### SUPPLIED RECORDS
## START
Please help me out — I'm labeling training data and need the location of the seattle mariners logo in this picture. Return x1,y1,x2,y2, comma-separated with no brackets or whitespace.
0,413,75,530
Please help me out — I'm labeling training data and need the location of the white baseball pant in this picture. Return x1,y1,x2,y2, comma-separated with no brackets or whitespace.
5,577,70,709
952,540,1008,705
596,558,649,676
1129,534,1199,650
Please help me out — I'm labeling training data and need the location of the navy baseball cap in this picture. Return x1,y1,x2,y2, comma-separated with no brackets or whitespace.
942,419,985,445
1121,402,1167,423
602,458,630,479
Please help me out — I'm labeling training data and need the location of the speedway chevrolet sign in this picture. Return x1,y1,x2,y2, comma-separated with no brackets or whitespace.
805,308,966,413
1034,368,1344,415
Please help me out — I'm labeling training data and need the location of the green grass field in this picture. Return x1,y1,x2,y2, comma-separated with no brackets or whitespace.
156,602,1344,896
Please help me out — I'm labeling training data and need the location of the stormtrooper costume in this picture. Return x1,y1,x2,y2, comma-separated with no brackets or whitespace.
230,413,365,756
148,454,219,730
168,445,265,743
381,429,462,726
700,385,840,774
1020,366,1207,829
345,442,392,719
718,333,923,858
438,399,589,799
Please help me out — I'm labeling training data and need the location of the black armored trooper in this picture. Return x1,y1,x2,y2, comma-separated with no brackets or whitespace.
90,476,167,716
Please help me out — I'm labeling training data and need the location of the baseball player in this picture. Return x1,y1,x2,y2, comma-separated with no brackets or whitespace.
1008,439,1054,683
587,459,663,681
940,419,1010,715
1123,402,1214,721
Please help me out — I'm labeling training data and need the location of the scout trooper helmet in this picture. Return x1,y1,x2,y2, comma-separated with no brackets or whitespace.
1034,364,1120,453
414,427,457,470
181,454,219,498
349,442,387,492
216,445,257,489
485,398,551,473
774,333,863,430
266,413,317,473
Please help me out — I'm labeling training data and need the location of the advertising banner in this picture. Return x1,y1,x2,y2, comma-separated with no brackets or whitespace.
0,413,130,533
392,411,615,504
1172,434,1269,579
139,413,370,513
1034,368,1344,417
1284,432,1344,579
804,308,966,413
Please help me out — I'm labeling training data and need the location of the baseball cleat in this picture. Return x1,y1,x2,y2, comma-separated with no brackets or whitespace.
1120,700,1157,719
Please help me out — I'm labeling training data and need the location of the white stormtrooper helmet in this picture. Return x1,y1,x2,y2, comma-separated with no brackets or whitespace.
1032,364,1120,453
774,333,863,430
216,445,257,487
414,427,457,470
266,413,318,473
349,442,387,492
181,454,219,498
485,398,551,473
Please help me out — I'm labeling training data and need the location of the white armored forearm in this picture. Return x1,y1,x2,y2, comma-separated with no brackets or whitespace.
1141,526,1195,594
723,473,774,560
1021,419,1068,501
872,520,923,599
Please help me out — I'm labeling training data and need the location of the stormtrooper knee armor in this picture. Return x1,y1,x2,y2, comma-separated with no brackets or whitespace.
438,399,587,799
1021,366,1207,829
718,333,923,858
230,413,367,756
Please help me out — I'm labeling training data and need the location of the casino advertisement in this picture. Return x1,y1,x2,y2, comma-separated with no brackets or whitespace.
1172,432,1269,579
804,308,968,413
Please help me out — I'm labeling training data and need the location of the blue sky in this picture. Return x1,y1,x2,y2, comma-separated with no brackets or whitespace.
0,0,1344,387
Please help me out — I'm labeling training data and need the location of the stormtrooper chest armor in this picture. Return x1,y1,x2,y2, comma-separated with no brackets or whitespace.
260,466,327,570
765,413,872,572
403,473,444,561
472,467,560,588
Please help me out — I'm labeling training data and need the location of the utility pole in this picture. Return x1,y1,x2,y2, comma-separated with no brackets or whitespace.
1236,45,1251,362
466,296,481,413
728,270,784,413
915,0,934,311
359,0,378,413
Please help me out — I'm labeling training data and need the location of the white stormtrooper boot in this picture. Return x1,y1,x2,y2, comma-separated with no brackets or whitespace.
## END
### WHAT YOU WILL DO
Please begin at the line that has "of the blue" and stop after the last of the items, writing out every line in that stretch again, the wording lines included. Add 116 to each number in the bounding-box coordinates and keep all other text as it is.

### EXERCISE RESULT
Please help me out — I'm labeling training data and need the location of the blue sky in this picture. Return x1,y1,x2,y2, comma-separated with no brackets or whitespace.
116,116,1460,503
Please help me out — I'm labeling training data and need the location of the stormtrooper chest armor in this picture. Return x1,y1,x2,y2, comma-separated with no brackets or whitespace.
376,582,443,686
881,529,988,688
519,589,560,677
588,583,676,704
Please help me out — I'm labeling training data and need the location of the utility pole in this picture. Return x1,y1,x2,y2, comma-separated with no brackets or whitespace.
1352,161,1367,478
582,412,597,529
844,386,900,529
1031,116,1050,427
475,116,494,529
Please help me out — I'm labeling training data and need the location of the white stormtrooper boot in this picture. Return x1,y1,x2,y2, comma-separated with no brackets or whitespace.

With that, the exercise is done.